THE PROBLEM -
In the listing below, locate the lines bearing the word "window". Copy every one of them.

:: EXERCISE MATERIALS

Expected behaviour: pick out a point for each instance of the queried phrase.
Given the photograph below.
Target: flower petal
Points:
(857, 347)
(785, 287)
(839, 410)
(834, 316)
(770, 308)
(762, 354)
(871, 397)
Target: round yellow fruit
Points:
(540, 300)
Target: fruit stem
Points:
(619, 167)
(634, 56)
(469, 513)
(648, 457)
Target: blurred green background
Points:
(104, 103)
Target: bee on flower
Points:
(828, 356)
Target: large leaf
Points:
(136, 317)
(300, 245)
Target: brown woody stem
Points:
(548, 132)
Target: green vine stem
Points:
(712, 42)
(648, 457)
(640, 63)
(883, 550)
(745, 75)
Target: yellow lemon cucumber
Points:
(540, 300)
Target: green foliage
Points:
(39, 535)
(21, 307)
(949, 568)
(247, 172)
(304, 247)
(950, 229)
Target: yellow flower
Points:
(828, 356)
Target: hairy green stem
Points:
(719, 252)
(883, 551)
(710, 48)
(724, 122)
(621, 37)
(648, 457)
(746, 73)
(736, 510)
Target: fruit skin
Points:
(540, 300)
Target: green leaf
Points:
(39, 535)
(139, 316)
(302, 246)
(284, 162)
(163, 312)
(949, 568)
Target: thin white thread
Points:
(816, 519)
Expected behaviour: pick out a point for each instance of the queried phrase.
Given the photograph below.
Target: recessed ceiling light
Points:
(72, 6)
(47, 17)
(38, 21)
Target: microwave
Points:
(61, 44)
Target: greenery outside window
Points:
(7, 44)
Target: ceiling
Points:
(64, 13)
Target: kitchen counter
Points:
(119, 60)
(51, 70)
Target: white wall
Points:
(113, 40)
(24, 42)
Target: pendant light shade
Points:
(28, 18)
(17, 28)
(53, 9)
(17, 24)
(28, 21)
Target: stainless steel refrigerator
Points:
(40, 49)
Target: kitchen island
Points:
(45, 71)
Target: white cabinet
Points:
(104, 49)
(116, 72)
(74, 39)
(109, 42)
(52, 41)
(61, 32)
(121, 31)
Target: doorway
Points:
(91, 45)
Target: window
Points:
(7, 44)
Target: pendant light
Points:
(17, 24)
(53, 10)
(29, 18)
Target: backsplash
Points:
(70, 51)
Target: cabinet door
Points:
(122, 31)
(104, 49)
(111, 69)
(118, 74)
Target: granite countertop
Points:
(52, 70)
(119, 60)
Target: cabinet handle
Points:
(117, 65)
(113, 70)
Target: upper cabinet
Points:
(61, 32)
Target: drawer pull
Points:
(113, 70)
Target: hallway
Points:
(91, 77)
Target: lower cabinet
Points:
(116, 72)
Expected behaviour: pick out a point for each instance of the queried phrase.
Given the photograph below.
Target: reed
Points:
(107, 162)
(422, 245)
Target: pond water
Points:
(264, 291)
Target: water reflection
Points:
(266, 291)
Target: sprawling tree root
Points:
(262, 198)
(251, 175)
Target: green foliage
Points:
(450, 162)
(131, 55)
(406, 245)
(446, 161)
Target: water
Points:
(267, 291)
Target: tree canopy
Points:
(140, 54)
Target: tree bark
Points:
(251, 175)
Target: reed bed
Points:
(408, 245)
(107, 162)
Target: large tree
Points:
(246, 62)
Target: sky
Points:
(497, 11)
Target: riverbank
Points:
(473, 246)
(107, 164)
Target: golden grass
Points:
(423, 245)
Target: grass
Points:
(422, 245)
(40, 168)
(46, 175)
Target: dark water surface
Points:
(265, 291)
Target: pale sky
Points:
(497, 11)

::::
:: EXERCISE MATERIALS

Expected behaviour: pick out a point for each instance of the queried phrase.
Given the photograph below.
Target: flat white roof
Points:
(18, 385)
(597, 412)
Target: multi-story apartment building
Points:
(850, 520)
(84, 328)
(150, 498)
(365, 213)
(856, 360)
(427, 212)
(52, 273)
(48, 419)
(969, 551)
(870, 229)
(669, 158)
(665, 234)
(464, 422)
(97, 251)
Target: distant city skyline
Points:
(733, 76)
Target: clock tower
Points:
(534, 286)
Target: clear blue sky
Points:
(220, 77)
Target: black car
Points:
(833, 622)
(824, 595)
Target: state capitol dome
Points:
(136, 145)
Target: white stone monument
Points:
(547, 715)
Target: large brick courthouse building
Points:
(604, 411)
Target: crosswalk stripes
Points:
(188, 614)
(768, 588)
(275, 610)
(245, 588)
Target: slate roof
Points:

::::

FINISHED TASK -
Target: greenery outside window
Target: window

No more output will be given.